Region annotation entries
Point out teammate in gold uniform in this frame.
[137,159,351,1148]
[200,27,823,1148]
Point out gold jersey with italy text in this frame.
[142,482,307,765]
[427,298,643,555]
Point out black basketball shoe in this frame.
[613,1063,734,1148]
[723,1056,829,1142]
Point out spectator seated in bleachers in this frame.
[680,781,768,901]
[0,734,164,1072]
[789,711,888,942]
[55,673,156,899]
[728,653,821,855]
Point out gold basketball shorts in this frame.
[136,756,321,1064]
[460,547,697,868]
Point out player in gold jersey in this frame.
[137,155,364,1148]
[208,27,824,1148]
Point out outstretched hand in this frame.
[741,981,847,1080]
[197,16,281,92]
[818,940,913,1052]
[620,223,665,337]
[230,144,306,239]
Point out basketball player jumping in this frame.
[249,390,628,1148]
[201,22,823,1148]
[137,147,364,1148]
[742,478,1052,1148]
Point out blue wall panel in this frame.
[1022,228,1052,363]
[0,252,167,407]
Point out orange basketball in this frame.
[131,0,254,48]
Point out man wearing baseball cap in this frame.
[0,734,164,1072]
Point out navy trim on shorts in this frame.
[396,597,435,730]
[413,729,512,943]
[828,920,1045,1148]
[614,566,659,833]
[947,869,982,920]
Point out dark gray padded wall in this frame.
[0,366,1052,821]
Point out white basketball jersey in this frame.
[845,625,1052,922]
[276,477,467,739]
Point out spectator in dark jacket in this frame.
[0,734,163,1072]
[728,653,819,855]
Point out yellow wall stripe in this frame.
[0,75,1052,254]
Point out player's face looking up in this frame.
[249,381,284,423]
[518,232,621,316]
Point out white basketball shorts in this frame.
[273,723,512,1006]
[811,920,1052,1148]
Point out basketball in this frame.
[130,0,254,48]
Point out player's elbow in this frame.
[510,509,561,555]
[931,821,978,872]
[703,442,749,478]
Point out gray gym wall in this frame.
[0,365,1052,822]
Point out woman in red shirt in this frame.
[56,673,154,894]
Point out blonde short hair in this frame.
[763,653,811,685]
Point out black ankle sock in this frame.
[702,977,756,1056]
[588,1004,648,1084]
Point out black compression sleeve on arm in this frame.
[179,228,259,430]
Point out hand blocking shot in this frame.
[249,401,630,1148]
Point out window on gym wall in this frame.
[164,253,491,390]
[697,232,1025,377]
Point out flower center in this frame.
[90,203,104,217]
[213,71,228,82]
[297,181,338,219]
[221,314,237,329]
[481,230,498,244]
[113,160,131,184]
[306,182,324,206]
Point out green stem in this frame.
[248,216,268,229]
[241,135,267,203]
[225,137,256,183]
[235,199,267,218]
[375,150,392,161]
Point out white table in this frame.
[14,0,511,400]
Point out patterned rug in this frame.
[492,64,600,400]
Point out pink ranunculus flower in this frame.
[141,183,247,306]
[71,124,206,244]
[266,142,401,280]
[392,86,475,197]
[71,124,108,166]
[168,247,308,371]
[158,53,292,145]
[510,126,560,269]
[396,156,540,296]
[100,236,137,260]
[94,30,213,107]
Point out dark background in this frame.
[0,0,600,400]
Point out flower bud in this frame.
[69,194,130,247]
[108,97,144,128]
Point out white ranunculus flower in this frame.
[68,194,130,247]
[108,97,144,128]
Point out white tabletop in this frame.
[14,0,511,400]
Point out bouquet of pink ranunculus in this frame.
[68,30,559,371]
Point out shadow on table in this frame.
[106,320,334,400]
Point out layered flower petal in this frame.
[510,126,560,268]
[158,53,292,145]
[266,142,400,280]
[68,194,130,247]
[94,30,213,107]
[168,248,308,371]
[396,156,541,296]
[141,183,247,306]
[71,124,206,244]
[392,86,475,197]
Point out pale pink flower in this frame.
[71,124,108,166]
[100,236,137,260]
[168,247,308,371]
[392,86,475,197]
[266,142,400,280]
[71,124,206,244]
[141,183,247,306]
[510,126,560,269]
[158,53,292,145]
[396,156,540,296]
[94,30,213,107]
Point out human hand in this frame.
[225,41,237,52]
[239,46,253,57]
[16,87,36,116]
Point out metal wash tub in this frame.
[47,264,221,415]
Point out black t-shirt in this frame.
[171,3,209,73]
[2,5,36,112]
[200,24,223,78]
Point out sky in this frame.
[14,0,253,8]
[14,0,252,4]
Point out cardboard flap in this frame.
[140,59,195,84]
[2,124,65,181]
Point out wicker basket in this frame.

The task
Return the listing above in its exact form.

Reply to the task
Point out teammate in gold uniform in this frame.
[137,159,351,1148]
[200,27,823,1148]
Point out gold jersey with italy text in this frame.
[142,482,307,765]
[427,298,643,555]
Point out black basketball shoe in this frame.
[613,1063,734,1148]
[723,1056,829,1142]
Point out spectator seated in bleachers in this frame.
[680,781,768,901]
[0,734,164,1072]
[789,711,888,942]
[55,673,156,899]
[728,653,821,855]
Point out gold basketball shorts in this frame.
[136,756,321,1064]
[460,547,697,868]
Point out player in gold jersey in this frame.
[137,155,364,1148]
[208,27,824,1148]
Point out outstretched hand in this frame.
[741,981,847,1080]
[197,16,281,92]
[818,940,913,1052]
[620,223,665,337]
[230,144,306,239]
Point out basketball player jumping in this frame.
[249,390,628,1148]
[201,22,823,1148]
[137,147,364,1148]
[742,478,1052,1148]
Point out blue wall panel in this frame.
[1022,228,1052,363]
[0,252,167,407]
Point out orange basketball in this frame.
[131,0,254,48]
Point out man wearing baseball cap in this frame.
[0,734,164,1072]
Point out navy trim on shorts in this frame.
[396,597,435,730]
[413,729,512,943]
[828,920,1045,1148]
[614,566,659,833]
[947,869,982,920]
Point out dark gray padded wall in this frame.
[0,366,1052,821]
Point out white basketball jersey in this frame.
[845,625,1052,922]
[276,477,467,739]
Point out spectator in dark jacket in this frame.
[0,734,163,1072]
[728,653,819,855]
Point out yellow wall stripe in this frame.
[0,75,1052,254]
Point out player's face looking up in this frame.
[249,381,284,423]
[518,232,621,316]
Point out white basketball shorts in this frame.
[273,723,512,1006]
[811,920,1052,1148]
Point out basketball in this frame.
[130,0,254,48]
Point out player's elbow in this frame.
[510,509,561,555]
[931,821,978,872]
[703,442,749,478]
Point out gray gym wall in this frame.
[0,365,1052,822]
Point out woman in red shirt in this frame.
[56,673,154,894]
Point out blonde short hair in this frame.
[763,653,811,685]
Point out black ankle sock in this frame.
[702,977,756,1056]
[588,1004,648,1084]
Point out black compression sleeve on arm in this frame.
[179,228,259,430]
Point out hand blocking shot in this frame.
[249,401,630,1148]
Point out window on gym wall in this frame.
[164,253,491,390]
[697,232,1025,377]
Point out flower center in this frame.
[90,203,104,217]
[213,71,228,82]
[297,181,338,219]
[221,314,237,329]
[481,230,498,244]
[113,160,131,184]
[306,182,324,206]
Point out green stem in this frame.
[248,216,268,229]
[241,135,267,203]
[225,137,256,183]
[235,199,267,218]
[375,150,392,161]
Point out white table in this frame.
[14,0,511,400]
Point out patterned rug in this frame.
[492,64,600,400]
Point out pink ranunculus flower in this frame.
[141,183,247,306]
[71,124,206,244]
[266,142,401,280]
[392,86,475,197]
[71,124,108,166]
[168,247,308,371]
[158,53,292,145]
[510,126,560,269]
[396,156,540,296]
[100,236,137,260]
[94,30,213,107]
Point out dark background in this frame.
[0,0,600,400]
Point out flower bud in this frame.
[69,194,130,247]
[108,97,144,128]
Point out white ranunculus flower in this frame.
[68,194,130,247]
[108,97,144,128]
Point out white tabletop in this frame.
[14,0,511,400]
Point out bouquet of pink ranunculus in this frame.
[68,30,559,371]
Point out shadow on table in this frame.
[106,320,334,400]
Point out layered flower petal in this frame.
[510,126,560,268]
[158,53,292,145]
[266,142,400,280]
[68,194,130,247]
[94,30,213,107]
[168,248,308,371]
[396,156,541,296]
[141,183,247,306]
[71,124,206,244]
[392,86,475,197]
Point out pale pink flower in this frame.
[71,124,108,166]
[100,236,137,260]
[168,247,308,371]
[392,86,475,197]
[266,142,400,280]
[71,124,206,244]
[141,183,247,306]
[510,126,560,269]
[158,53,292,145]
[396,156,540,296]
[94,30,213,107]
Point out human hand in this frame.
[225,41,237,52]
[239,46,253,57]
[16,87,36,116]
Point out metal wash tub in this frame.
[47,264,221,415]
Point out black t-shirt in this frame.
[171,3,209,73]
[2,5,36,112]
[200,24,223,78]
Point out sky in this frame.
[14,0,253,8]
[14,0,252,4]
Point out cardboard flap in this frame.
[140,59,195,84]
[2,124,65,181]
Point out wicker basket in this frame.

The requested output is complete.